Task directions: Down to the last line, repeat the records exactly.

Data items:
========

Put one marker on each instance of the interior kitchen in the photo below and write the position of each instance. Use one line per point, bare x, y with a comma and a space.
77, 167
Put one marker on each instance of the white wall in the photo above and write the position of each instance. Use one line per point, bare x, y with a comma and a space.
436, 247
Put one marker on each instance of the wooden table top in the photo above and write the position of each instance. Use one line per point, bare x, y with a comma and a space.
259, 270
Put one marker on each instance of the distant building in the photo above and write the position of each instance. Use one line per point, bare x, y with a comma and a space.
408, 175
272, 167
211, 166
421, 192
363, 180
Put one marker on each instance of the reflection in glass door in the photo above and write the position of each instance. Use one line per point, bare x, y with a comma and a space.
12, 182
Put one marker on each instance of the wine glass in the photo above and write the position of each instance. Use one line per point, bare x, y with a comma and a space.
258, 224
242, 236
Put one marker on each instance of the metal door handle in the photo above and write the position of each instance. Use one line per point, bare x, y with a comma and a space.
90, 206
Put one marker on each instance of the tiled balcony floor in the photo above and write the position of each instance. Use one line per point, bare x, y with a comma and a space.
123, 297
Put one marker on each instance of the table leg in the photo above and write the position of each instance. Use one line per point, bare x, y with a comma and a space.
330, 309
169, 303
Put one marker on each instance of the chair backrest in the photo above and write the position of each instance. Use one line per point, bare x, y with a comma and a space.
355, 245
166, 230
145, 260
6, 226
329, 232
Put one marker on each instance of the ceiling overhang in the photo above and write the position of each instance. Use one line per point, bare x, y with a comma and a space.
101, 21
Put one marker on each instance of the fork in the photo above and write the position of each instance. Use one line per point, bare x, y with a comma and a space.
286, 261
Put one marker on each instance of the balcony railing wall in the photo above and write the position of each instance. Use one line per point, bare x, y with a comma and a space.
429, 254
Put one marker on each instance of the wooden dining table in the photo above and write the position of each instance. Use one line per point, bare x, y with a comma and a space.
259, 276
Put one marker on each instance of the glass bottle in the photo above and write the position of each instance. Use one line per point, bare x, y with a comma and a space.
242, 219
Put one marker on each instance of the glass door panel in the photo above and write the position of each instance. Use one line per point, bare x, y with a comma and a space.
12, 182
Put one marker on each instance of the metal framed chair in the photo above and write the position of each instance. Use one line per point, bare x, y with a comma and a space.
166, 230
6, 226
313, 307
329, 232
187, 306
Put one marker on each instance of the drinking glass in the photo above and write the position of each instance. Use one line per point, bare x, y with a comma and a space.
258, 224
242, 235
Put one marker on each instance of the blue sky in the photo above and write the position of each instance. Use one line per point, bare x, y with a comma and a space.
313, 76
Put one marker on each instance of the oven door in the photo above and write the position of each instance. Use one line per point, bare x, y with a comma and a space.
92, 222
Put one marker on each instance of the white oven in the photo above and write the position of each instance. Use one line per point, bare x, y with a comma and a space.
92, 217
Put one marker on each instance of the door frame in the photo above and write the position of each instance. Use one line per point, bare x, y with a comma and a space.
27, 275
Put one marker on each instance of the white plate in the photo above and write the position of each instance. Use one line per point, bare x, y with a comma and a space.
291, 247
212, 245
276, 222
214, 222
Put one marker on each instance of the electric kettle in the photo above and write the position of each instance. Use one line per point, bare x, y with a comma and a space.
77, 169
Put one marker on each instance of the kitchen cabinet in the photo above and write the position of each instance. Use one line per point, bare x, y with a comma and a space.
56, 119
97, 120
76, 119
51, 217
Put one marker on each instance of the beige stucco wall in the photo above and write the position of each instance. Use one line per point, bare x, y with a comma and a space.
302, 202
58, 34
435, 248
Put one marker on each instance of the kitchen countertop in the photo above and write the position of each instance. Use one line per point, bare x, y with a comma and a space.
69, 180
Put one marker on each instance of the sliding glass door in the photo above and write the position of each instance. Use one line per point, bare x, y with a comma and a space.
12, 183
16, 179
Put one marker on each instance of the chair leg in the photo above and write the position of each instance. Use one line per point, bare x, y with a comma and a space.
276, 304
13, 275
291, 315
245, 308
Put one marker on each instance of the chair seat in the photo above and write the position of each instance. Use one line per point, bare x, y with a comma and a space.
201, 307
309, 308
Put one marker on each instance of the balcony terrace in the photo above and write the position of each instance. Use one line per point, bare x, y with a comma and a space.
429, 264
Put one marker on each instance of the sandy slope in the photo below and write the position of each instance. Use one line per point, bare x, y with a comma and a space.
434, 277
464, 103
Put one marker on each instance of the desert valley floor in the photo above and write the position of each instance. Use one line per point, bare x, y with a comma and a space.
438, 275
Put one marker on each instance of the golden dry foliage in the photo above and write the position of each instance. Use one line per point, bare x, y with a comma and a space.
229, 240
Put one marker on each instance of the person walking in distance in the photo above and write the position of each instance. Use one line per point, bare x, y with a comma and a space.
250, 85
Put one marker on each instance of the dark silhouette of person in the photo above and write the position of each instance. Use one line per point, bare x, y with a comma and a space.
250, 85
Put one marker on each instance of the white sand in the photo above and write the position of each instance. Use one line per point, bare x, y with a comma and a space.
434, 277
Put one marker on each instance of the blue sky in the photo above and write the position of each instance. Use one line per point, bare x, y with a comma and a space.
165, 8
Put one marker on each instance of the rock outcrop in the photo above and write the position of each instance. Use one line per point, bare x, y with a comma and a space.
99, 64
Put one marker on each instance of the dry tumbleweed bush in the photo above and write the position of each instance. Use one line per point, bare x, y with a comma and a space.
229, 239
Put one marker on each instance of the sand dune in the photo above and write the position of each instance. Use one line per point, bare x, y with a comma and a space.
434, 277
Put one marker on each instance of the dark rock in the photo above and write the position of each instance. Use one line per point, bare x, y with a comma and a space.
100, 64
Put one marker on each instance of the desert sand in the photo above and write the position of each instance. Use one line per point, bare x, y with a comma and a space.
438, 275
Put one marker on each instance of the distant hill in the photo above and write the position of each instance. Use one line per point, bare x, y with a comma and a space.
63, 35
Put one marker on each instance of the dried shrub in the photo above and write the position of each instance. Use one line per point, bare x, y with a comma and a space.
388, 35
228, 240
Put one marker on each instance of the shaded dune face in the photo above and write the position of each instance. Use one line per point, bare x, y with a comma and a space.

========

Solution for this task:
Put one marker on each instance of the interior kitchen in the photo below and write the position of each instance. Use one line per point, bare x, y with a comma and a space.
77, 167
Put one marker on each instance of the white wall in the photo above and write the position of each instance. Use one line per point, bare x, y with a comma and a space.
436, 247
Put one marker on each instance of the wooden table top in the photo above and write the position of each instance. Use one line per point, bare x, y with a comma and a space.
259, 270
Put one marker on each instance of the distant building in the photo above and write the position of each instance. Use one line per point, bare x, y with a comma and a space.
408, 175
272, 167
211, 166
421, 192
363, 180
Put one marker on each instance of the reflection in glass door in the photo above and write the position of each instance. Use one line per point, bare x, y with a comma and a space.
12, 182
Put one marker on each instance of the wine glass in the photo above and write the position of each instance. Use one line per point, bare x, y with a comma and a space.
258, 224
242, 236
Put one marker on each instance of the metal door handle in the photo above and write the position of each instance. Use one line per point, bare x, y with a comma and a space.
90, 206
Put one marker on each instance of the tiled balcony floor in the photo above and write the position of each instance. Use one line per point, bare x, y with a comma and a space.
123, 297
Put one marker on each instance of the table leg in the photo above and write the position of each instance. Use one line per point, bare x, y with a comma and a space.
330, 309
169, 303
Put one marker on each instance of the chair backrest in the photo above and write the position of each instance. Use one line per point, bare x, y with a comma and a space.
355, 245
166, 230
145, 260
6, 226
329, 232
Put one marker on each instance of the ceiling overhang in the photo above and write the position of each instance. Use one line per point, bare x, y with a comma and a space.
101, 21
Put one marker on each instance of the fork in the photo above and write the position of each instance. Use one line per point, bare x, y with a comma and a space.
286, 261
Put one marker on each instance of the balcony railing wall in the photo above and write the position of each instance. Use one line per point, bare x, y with a comma and a space.
429, 254
Put one marker on each instance of the wooden dining table in the photo above and write the position of each instance. Use one line per point, bare x, y with a comma and a space.
259, 276
Put one marker on each instance of the glass bottle in the photo above and write the position of each instance. Use one line per point, bare x, y with a comma and a space.
242, 219
Put one marker on each instance of the glass door panel in the photo above and write the position of each instance. Use one line per point, bare x, y with a comma and a space.
12, 182
Put one marker on each instance of the metal framed chair in the photo above and write the position of each instance. Use one line per point, bare x, y with a comma and a space.
166, 230
6, 226
313, 307
329, 232
187, 306
Put one marker on each instance of the drinking glass in the photo above and write the position of each instance. Use one line per point, bare x, y with a comma and a space.
258, 224
242, 235
Put one marker on each instance of the blue sky in the photo above and write the position of each instance. Use one line per point, bare x, y with a comma and a space.
313, 76
Put one marker on each instance of the oven door in the photo above and write the position of each instance. Use one line per point, bare x, y with a comma and a space.
92, 222
Put one marker on each instance of the white oven in the photo above and write the position of each instance. Use one line per point, bare x, y with a comma and a space.
92, 217
Put one marker on each instance of the door frame in the photo above and write the position of each instance. Use one line per point, bare x, y with a comma and a space.
27, 275
Put one marker on each instance of the white plate in the photo above and write the position of each instance. Use one line per point, bare x, y with a comma and a space.
291, 247
212, 245
276, 222
214, 222
Put one marker on each instance of the electric kettle in the photo above and write the position of each instance. Use one line per point, bare x, y with a comma and a space.
77, 169
Put one marker on each instance of the kitchen cabinet in the photo above and write the position of each instance. Use one line per point, bare x, y with a comma and a space.
56, 119
97, 120
76, 119
51, 217
Put one marker on each instance of the beige stucco wall in the photo above and write the position of each instance. Use one line per point, bare x, y with a comma and a space.
302, 202
58, 34
435, 248
Put one marker on each instance of the kitchen countertop in the photo above and write the position of each instance. Use one line per point, bare x, y with a comma and a space.
69, 180
Put one marker on each instance of the sliding glass door in the photo above and write the position of each instance. Use one line per point, bare x, y with a comma and a space.
12, 183
16, 179
Put one marker on each instance of the chair leg in the photo above and write the position of each instance. Use one line per point, bare x, y with a comma and a space.
276, 304
13, 275
291, 315
245, 308
Put one marker on each instance of the chair seat in the photo above and write the position of each instance. Use one line per point, bare x, y with a comma and a space.
201, 307
309, 308
Put one marker on each instance of the balcony terrace in the photo above and write the position of each instance. Use one line per point, bare x, y with a comma and a space.
429, 264
Put one marker on each instance of the sandy slope in the photo below and write the position of each instance. Use one line per point, bare x, y with a comma and a space.
434, 277
464, 103
Put one marker on each instance of the desert valley floor in the photo above and write the position of each instance. Use one line per point, bare x, y with a comma and a space.
438, 275
Put one marker on each instance of the golden dry foliage in the photo above and write the position of each instance. Use one line per point, bare x, y with a comma and a space.
229, 240
Put one marker on each instance of the person walking in distance in the photo above and write the position of each instance. Use one line per point, bare x, y with a comma and a space.
250, 85
Put one marker on each instance of the dark silhouette of person in the photo above and write the position of each instance. Use one line per point, bare x, y with a comma and a space.
250, 85
Put one marker on each instance of the white sand in the photo above and write the position of each instance. Use one line per point, bare x, y with a comma and a space.
434, 277
Put one marker on each instance of the blue sky in the photo above and write the position of each instance. Use one line per point, bare x, y with a comma and a space.
165, 8
Put one marker on each instance of the rock outcrop in the photo above and write the position of each instance. Use one line per point, bare x, y with a comma and a space.
99, 64
Put one marker on each instance of the dry tumbleweed bush in the photo above and write the position of each instance. Use one line per point, bare x, y with a comma and a space.
229, 239
Put one marker on each instance of the sand dune in the photo above and write the position of each instance. Use one line per point, bare x, y with a comma and a space.
434, 277
Put one marker on each instance of the dark rock in the photo above and write the position of each instance. Use one line per point, bare x, y with a comma and a space.
100, 64
Put one marker on each instance of the desert sand in the photo above and write the position of each instance. Use one line per point, bare x, y with a comma and a space.
438, 275
Put one marker on each instance of the distant hill in the photo above and write the position of each instance. Use one line per point, bare x, y with a comma and a space.
63, 35
Put one marker on each instance of the dried shrub in the photo above and write the position of each instance. Use one line per point, bare x, y with a comma and a space.
388, 35
228, 240
Put one marker on each instance of the shaded dune face in the photo above and write the position of each instance. Use one line per point, bare x, y with a comma and a space.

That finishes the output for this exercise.